● **EXERCISE REQUIREMENTS**
In the listing below, find the line that contains "334L184 399L270 573L280" and the line that contains "positive clicks: (720, 398)". Quote both and every line between them, exactly, and nothing more.

● **RECORDS PROVIDED**
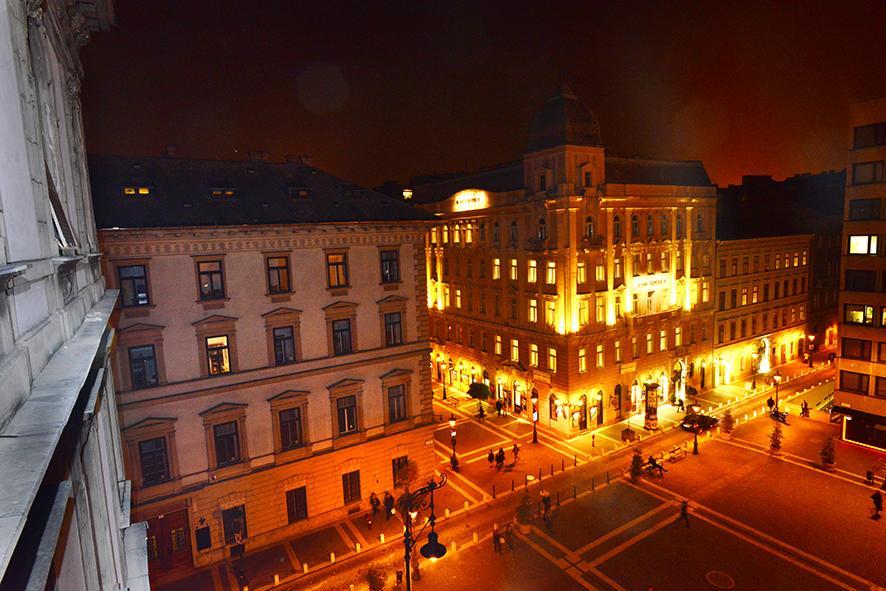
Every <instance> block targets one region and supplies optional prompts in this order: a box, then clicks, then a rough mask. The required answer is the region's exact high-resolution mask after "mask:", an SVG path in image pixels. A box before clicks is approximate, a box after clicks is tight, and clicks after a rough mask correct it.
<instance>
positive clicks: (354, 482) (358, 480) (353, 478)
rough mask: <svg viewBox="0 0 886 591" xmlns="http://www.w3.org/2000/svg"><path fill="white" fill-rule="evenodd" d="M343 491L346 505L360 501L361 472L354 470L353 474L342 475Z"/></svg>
mask: <svg viewBox="0 0 886 591" xmlns="http://www.w3.org/2000/svg"><path fill="white" fill-rule="evenodd" d="M341 489H342V495H343V496H344V499H345V505H347V504H348V503H356V502H358V501H359V500H360V471H359V470H354V471H353V472H348V473H346V474H342V475H341Z"/></svg>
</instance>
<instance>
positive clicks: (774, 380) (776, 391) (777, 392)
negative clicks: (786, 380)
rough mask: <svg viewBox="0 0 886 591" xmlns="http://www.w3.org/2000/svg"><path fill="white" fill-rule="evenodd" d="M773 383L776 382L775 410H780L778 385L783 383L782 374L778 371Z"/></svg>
mask: <svg viewBox="0 0 886 591" xmlns="http://www.w3.org/2000/svg"><path fill="white" fill-rule="evenodd" d="M772 381H773V382H775V410H778V385H779V384H780V383H781V372H779V371H778V370H777V369H776V370H775V375H774V376H772Z"/></svg>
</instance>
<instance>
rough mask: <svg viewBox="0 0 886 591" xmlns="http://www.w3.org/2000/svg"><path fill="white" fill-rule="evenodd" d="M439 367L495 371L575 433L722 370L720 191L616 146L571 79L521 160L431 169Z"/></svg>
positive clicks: (541, 112)
mask: <svg viewBox="0 0 886 591" xmlns="http://www.w3.org/2000/svg"><path fill="white" fill-rule="evenodd" d="M411 189H412V201H413V202H415V203H416V204H417V205H418V206H419V207H421V208H423V209H425V210H426V211H429V212H432V213H434V214H436V215H437V217H438V222H439V223H438V224H436V225H435V226H434V227H433V228H432V229H431V231H430V234H429V244H428V251H427V252H428V265H427V268H428V286H429V289H428V308H429V310H430V334H431V339H432V344H433V352H432V362H433V373H434V377H435V379H436V380H438V381H441V382H443V383H444V384H446V385H447V386H450V387H451V386H455V387H458V388H460V389H467V387H468V385H469V384H470V383H471V381H483V382H485V383H487V384H488V385H489V386H490V389H491V390H492V391H493V392H494V394H495V396H496V397H497V398H498V399H500V400H502V402H503V404H504V405H505V406H506V407H507V408H508V409H509V410H510V412H511V413H513V414H516V415H519V416H523V417H525V418H527V419H532V417H533V408H532V402H531V400H532V398H533V397H534V395H535V394H537V398H538V407H537V409H535V410H537V412H538V414H537V419H538V421H539V422H540V423H541V424H543V425H547V426H549V427H550V428H551V429H553V430H555V431H558V432H560V433H563V434H572V433H578V432H581V431H584V430H587V429H591V428H594V427H596V426H598V425H602V424H606V423H611V422H614V421H617V420H619V419H621V418H624V417H625V416H627V415H629V414H632V413H635V412H638V411H639V410H640V409H641V408H642V407H643V406H644V404H645V394H644V391H645V384H647V383H656V384H658V385H659V387H658V396H657V397H658V398H659V400H656V401H655V402H661V403H668V402H671V401H673V400H675V398H677V397H679V398H683V397H685V392H686V386H687V385H689V384H693V385H695V387H697V388H703V387H705V385H706V384H710V380H712V379H713V373H712V370H713V368H712V356H711V354H712V351H713V335H712V333H711V330H710V328H711V326H712V325H713V312H714V300H713V294H714V286H713V276H712V263H713V260H714V245H715V208H716V193H715V189H714V187H713V186H712V185H711V182H710V180H709V178H708V175H707V173H706V171H705V170H704V167H703V166H702V165H701V163H699V162H675V161H662V160H648V159H637V158H621V157H615V156H611V155H607V154H606V151H605V149H604V147H603V145H602V141H601V138H600V132H599V125H598V123H597V120H596V118H595V117H594V115H593V113H592V112H591V111H590V110H589V109H588V108H587V107H586V106H584V105H583V104H582V103H581V102H579V100H578V99H577V98H576V96H575V95H574V94H573V93H572V92H571V90H569V89H568V88H567V87H565V86H564V87H563V88H561V90H560V92H559V93H558V94H557V95H556V96H555V97H553V98H551V99H550V100H549V101H548V102H547V103H546V104H545V105H544V107H543V108H542V109H541V110H540V111H539V112H538V113H537V114H536V115H535V117H534V119H533V121H532V125H531V128H530V133H529V143H528V148H527V152H526V154H525V155H524V157H523V159H522V160H521V161H518V162H515V163H510V164H506V165H503V166H499V167H496V168H493V169H489V170H484V171H481V172H478V173H476V174H471V175H461V176H448V177H443V178H424V179H417V180H416V182H415V184H414V185H413V186H412V187H411Z"/></svg>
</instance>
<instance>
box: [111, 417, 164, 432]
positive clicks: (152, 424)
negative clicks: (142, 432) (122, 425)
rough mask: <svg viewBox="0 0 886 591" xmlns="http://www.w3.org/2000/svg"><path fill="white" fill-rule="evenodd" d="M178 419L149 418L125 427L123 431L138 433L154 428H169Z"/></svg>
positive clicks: (123, 427) (139, 421) (144, 419)
mask: <svg viewBox="0 0 886 591" xmlns="http://www.w3.org/2000/svg"><path fill="white" fill-rule="evenodd" d="M177 420H178V419H177V418H175V417H147V418H144V419H142V420H140V421H137V422H135V423H133V424H131V425H129V426H128V427H123V428H122V429H121V431H124V432H125V431H137V430H139V429H152V428H154V427H168V426H170V425H173V424H175V422H176V421H177Z"/></svg>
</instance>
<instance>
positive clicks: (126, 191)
mask: <svg viewBox="0 0 886 591" xmlns="http://www.w3.org/2000/svg"><path fill="white" fill-rule="evenodd" d="M150 194H151V187H147V186H144V185H141V186H138V185H134V186H128V187H123V196H124V197H148V196H149V195H150Z"/></svg>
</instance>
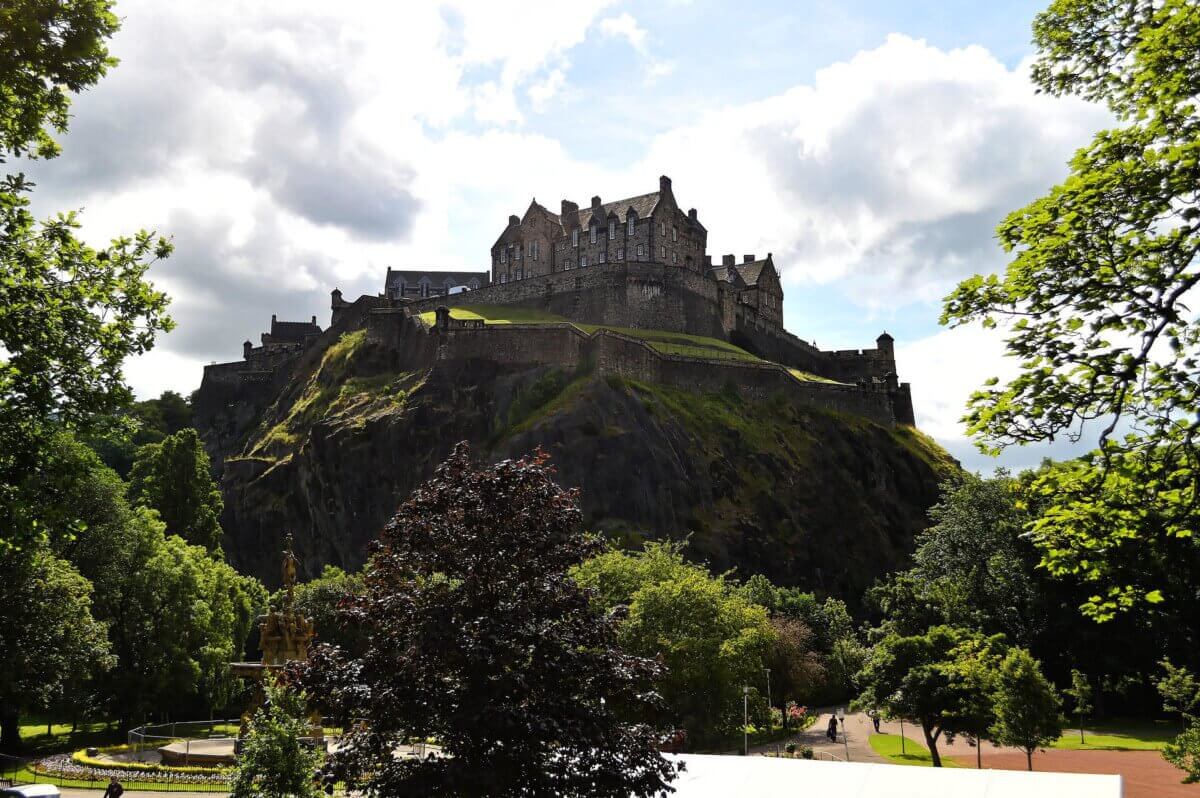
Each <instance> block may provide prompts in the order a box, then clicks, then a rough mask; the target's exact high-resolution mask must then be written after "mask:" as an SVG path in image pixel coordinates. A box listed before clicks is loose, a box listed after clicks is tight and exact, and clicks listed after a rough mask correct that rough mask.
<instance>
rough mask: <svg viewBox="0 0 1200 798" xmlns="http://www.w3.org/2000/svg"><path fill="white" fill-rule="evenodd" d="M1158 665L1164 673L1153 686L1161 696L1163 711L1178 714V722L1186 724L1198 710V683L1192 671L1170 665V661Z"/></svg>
mask: <svg viewBox="0 0 1200 798" xmlns="http://www.w3.org/2000/svg"><path fill="white" fill-rule="evenodd" d="M1159 665H1160V666H1162V667H1163V672H1164V673H1163V677H1162V678H1160V679H1159V680H1158V682H1156V683H1154V686H1156V688H1157V689H1158V695H1160V696H1163V709H1165V710H1166V712H1176V713H1178V714H1180V720H1181V721H1184V722H1186V721H1187V719H1188V716H1190V715H1194V714H1195V713H1196V710H1198V709H1200V682H1196V678H1195V676H1193V673H1192V671H1189V670H1188V668H1186V667H1182V666H1176V665H1172V664H1171V660H1168V659H1164V660H1163V661H1162V662H1159Z"/></svg>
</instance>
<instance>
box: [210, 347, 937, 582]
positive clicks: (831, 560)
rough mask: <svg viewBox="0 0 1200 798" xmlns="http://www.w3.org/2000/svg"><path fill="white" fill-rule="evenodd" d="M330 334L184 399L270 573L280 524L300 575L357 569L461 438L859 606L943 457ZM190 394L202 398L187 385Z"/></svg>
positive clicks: (720, 398)
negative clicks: (849, 601)
mask: <svg viewBox="0 0 1200 798" xmlns="http://www.w3.org/2000/svg"><path fill="white" fill-rule="evenodd" d="M338 326H340V328H342V329H332V330H330V331H329V332H328V334H326V335H325V336H324V337H323V340H322V341H320V342H318V344H317V346H316V347H313V348H312V349H311V350H308V352H307V353H306V355H305V358H304V359H301V361H300V362H299V364H298V366H296V368H295V371H294V372H293V373H292V376H290V380H289V382H287V384H286V385H284V386H283V388H282V389H280V390H278V392H277V395H276V397H275V400H274V402H272V403H270V404H263V403H259V404H258V406H256V407H254V408H253V412H252V413H247V409H246V407H245V406H244V404H238V403H229V402H221V403H209V404H208V406H205V403H204V402H203V401H202V402H199V412H198V419H197V422H198V426H199V427H200V430H202V433H203V434H204V436H205V439H206V440H208V442H209V446H210V451H211V454H212V455H214V456H215V457H216V458H218V460H221V461H223V467H222V469H221V480H222V488H223V492H224V499H226V515H224V518H223V522H224V529H226V535H227V539H226V551H227V552H228V554H229V558H230V559H232V560H233V562H234V564H236V565H238V566H239V568H241V569H244V570H247V571H250V572H253V574H256V575H258V576H260V577H263V578H265V580H266V581H268V582H271V581H272V580H275V578H276V574H275V572H274V571H275V566H274V564H275V562H276V552H277V551H278V548H280V544H281V540H282V536H283V534H284V533H286V532H292V533H293V534H294V535H295V540H296V547H298V550H299V553H300V556H301V560H302V563H304V564H305V568H306V569H307V570H308V575H310V576H312V575H314V574H316V572H317V571H319V569H320V566H322V565H323V564H325V563H332V564H337V565H343V566H356V565H359V564H361V562H362V559H364V557H365V553H366V546H367V544H368V541H370V540H372V539H373V538H374V535H376V534H377V532H378V530H379V529H380V527H382V526H383V523H384V521H385V520H386V518H388V517H389V516H390V515H391V512H394V511H395V509H396V506H397V505H398V503H400V502H402V500H403V499H404V498H406V497H407V496H408V493H409V492H410V491H412V490H413V488H414V487H415V486H416V485H418V484H420V482H421V481H422V480H425V479H426V478H427V476H428V475H430V473H431V472H432V469H433V468H434V466H436V464H437V463H438V462H440V461H442V460H443V458H444V457H445V456H446V454H448V452H449V451H450V448H451V446H452V445H454V444H455V443H456V442H458V440H469V442H470V443H472V444H473V446H474V448H475V451H476V454H478V455H479V456H480V457H482V458H487V460H491V461H494V460H500V458H504V457H511V456H516V455H521V454H524V452H528V451H530V450H532V449H533V448H535V446H538V445H540V446H542V448H544V449H545V450H546V451H548V452H550V454H551V456H552V462H553V463H554V464H556V466H557V468H558V474H559V479H560V481H562V484H563V485H566V486H580V487H581V488H582V504H583V510H584V517H586V523H587V526H588V527H589V528H592V529H596V530H602V532H605V533H607V534H610V535H612V536H613V538H614V539H617V540H620V541H623V542H626V544H636V542H637V541H640V540H642V539H644V538H661V536H671V538H682V536H686V535H690V536H691V546H690V550H691V552H692V554H694V556H695V557H697V558H700V559H706V560H708V562H709V563H712V565H713V566H714V568H716V569H728V568H737V569H738V571H739V572H742V574H752V572H761V574H766V575H767V576H768V577H770V578H772V580H773V581H775V582H778V583H782V584H800V586H805V587H810V588H814V589H817V590H821V592H826V593H830V594H835V595H842V596H845V598H847V599H851V600H852V601H853V600H856V599H857V598H858V596H859V595H860V593H862V590H863V588H865V587H866V586H869V584H870V583H871V582H872V581H874V578H875V577H876V576H878V575H880V574H882V572H886V571H888V570H892V569H894V568H895V566H898V565H900V564H901V563H902V560H904V558H905V557H906V556H907V553H908V551H910V550H911V547H912V540H913V535H914V534H916V533H917V532H918V530H920V529H923V528H924V527H925V526H926V516H925V512H926V510H928V508H929V506H930V504H932V503H934V502H935V500H936V497H937V484H938V481H940V479H942V478H943V476H944V475H946V474H948V473H949V472H950V470H953V469H954V468H955V467H956V466H955V463H954V462H953V461H952V460H950V458H949V457H948V456H947V455H946V454H944V452H943V451H942V450H941V449H940V448H938V446H937V445H936V444H934V443H932V442H931V440H929V439H928V438H925V437H924V436H922V434H920V433H919V432H917V431H914V430H912V428H908V427H896V428H888V427H884V426H880V425H876V424H874V422H871V421H868V420H865V419H862V418H858V416H853V415H845V414H836V413H828V412H818V410H805V409H803V408H797V407H796V406H794V404H792V403H788V402H785V401H782V400H781V401H769V400H768V401H762V402H751V401H746V400H744V398H740V397H739V396H738V394H737V392H736V391H732V390H730V391H719V392H715V394H703V395H702V394H695V392H688V391H682V390H678V389H672V388H667V386H664V385H654V384H646V383H638V382H631V380H625V379H620V378H617V377H608V378H600V377H598V376H595V374H594V373H593V372H590V371H589V370H588V368H587V366H582V367H581V368H580V370H576V371H564V370H554V368H547V367H503V366H499V365H497V364H494V362H491V361H488V360H466V361H463V360H460V361H445V360H436V359H434V358H433V356H432V352H431V347H433V346H434V343H433V342H431V341H430V340H428V338H430V336H422V335H412V336H409V340H407V341H398V342H397V341H389V342H382V341H377V340H373V338H372V337H370V336H368V335H367V332H366V330H364V329H361V328H360V329H350V328H349V326H343V325H338ZM200 398H202V400H203V397H200Z"/></svg>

● **WRITTEN REPLY**
rough mask: <svg viewBox="0 0 1200 798" xmlns="http://www.w3.org/2000/svg"><path fill="white" fill-rule="evenodd" d="M330 334L184 399L270 573L280 524L300 575L357 569L461 438L859 606L943 457ZM190 394L202 398L187 385Z"/></svg>
positive clicks: (720, 398)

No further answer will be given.